▸ What is required: Identify the line in which "Exercise. Point out every instance of the traffic" appears, then reproduce that line and all remaining lines of the records word for word.

▸ Input data:

━━━━━━━━━━━━━━━━━━━━

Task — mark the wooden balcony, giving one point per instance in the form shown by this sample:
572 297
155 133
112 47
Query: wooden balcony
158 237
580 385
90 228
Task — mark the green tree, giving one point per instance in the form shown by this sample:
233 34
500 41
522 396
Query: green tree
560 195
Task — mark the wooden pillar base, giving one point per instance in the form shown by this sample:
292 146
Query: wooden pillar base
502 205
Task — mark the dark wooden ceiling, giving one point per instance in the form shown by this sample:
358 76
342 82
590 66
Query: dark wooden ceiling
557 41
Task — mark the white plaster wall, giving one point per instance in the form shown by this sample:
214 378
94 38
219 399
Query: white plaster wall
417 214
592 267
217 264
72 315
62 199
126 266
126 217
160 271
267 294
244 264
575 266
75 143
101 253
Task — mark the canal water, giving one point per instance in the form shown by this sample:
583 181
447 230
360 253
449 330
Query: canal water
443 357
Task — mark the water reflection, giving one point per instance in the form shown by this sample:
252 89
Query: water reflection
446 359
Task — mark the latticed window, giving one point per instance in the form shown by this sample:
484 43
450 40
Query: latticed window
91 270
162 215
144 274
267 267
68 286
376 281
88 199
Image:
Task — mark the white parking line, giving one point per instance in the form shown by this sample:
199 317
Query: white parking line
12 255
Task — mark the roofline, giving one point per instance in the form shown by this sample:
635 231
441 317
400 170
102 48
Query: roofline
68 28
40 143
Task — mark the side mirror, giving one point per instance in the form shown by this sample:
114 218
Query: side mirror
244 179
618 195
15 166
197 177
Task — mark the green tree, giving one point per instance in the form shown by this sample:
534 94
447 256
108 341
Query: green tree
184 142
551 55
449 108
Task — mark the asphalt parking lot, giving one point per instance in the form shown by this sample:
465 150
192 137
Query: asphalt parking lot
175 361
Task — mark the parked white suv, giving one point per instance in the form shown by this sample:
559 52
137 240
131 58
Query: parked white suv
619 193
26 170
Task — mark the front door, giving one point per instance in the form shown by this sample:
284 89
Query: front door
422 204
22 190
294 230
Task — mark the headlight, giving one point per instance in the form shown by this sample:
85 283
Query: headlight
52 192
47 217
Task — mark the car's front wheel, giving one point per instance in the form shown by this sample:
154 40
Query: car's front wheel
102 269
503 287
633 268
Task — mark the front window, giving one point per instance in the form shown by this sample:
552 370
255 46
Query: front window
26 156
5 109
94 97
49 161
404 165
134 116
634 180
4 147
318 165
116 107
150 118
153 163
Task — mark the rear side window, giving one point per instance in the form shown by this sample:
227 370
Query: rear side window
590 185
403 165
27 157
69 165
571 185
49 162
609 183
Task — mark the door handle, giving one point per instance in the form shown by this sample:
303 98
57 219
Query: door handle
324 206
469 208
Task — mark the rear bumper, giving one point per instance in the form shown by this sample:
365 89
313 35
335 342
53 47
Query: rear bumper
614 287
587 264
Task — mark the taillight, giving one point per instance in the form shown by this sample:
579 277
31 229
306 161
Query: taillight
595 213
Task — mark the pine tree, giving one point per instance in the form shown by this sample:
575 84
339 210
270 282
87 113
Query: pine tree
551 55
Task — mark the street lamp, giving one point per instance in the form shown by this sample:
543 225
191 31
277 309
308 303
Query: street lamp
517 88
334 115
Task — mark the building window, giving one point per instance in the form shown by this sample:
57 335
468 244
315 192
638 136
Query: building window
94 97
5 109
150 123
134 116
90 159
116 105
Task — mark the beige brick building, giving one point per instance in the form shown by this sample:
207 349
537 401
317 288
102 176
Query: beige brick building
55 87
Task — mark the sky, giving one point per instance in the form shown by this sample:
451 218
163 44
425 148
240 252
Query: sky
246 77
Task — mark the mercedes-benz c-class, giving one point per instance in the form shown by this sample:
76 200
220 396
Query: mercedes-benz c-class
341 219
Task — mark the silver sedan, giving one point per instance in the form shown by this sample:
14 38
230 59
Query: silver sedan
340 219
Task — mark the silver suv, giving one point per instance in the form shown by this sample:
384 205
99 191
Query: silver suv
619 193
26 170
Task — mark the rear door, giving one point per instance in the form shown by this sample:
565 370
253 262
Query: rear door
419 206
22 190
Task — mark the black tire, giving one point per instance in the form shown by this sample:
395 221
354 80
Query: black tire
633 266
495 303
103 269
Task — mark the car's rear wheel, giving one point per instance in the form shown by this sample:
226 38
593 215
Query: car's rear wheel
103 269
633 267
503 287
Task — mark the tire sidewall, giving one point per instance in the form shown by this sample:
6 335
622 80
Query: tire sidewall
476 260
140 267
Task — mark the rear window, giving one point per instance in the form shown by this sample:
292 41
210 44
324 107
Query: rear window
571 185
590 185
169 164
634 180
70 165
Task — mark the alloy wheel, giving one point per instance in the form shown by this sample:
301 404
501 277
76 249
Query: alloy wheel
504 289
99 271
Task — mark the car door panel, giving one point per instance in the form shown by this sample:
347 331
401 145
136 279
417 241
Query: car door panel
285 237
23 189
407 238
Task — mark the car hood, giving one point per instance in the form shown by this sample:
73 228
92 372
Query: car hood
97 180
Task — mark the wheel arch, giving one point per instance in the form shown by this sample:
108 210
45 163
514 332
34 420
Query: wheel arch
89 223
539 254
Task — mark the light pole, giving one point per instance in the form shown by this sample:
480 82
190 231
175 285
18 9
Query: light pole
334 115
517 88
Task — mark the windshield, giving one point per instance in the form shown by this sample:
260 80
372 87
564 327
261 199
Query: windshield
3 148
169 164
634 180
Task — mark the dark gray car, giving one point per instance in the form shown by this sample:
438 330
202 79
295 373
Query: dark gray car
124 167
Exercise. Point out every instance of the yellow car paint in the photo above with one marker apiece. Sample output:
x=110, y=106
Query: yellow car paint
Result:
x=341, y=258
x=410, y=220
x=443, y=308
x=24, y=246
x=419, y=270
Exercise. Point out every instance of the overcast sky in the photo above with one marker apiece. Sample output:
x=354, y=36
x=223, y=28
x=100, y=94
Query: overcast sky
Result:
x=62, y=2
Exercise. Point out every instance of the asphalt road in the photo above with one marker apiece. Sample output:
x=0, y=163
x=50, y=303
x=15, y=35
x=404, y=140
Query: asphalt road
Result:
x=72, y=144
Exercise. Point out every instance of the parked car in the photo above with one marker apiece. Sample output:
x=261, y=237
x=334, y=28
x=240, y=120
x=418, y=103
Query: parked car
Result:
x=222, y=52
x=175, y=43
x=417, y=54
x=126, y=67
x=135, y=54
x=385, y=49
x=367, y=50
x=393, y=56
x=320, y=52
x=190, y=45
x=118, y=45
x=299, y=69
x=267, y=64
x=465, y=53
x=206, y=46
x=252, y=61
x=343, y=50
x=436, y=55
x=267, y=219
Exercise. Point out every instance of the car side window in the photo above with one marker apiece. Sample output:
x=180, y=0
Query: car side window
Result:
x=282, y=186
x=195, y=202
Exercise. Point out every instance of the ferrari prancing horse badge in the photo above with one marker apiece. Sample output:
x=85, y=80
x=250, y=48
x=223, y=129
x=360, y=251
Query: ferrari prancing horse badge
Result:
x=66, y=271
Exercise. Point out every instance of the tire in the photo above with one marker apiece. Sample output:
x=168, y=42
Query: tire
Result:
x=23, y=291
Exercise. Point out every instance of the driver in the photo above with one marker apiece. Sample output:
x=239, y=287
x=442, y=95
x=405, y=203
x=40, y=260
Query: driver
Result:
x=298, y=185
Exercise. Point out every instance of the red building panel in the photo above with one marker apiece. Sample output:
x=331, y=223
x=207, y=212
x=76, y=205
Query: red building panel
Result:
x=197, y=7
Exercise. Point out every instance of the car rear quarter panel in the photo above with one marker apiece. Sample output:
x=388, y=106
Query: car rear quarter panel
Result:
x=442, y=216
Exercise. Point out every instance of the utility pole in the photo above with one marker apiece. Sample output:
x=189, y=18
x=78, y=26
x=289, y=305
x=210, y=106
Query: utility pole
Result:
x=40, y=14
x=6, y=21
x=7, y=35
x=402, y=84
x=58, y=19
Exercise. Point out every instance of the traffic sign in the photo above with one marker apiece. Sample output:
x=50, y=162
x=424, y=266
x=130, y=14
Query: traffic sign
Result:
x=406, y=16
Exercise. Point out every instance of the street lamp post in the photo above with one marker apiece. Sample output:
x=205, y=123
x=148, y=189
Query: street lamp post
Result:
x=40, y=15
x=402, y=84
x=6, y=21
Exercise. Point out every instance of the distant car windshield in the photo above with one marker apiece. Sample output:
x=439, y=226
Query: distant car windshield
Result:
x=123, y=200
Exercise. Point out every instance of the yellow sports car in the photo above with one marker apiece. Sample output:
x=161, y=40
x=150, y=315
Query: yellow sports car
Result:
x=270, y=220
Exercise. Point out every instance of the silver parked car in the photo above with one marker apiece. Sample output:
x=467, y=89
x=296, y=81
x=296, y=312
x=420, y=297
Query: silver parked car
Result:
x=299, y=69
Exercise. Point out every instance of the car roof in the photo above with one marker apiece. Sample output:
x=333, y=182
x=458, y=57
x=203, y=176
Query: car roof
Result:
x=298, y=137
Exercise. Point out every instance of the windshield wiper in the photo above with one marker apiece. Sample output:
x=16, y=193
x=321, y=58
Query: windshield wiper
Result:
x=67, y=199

━━━━━━━━━━━━━━━━━━━━

▸ Solution for this problem:
Exercise. Point out every instance of the traffic sign in the photo above with one marker apiece. Sample output:
x=50, y=162
x=424, y=266
x=130, y=14
Query: traffic sign
Result:
x=406, y=16
Exercise. Point out every instance of the street lamp post in the photo above with one marker apiece. Sample output:
x=205, y=123
x=148, y=189
Query: street lamp post
Result:
x=40, y=15
x=402, y=84
x=6, y=21
Exercise. Point out every instance of the distant car windshield in the photo above with one marker apiece. Sample output:
x=439, y=226
Query: distant car windshield
Result:
x=123, y=200
Exercise. Point out every instance of the yellow sports car in the photo above with one marker apiece. Sample output:
x=161, y=40
x=150, y=315
Query: yellow sports car
Result:
x=270, y=220
Exercise. Point out every instance of the silver parked car in the photo above with one marker apiece. Sample output:
x=467, y=89
x=296, y=81
x=296, y=312
x=420, y=297
Query: silver parked car
Result:
x=299, y=69
Exercise. Point out every instance of the car roof in the photo above with one marker apiece. Sample output:
x=333, y=182
x=458, y=57
x=203, y=176
Query: car roof
Result:
x=298, y=137
Exercise. Point out every instance of the windshield wiper in the photo above with one marker apiece. Sample output:
x=16, y=193
x=321, y=58
Query: windshield wiper
Result:
x=67, y=199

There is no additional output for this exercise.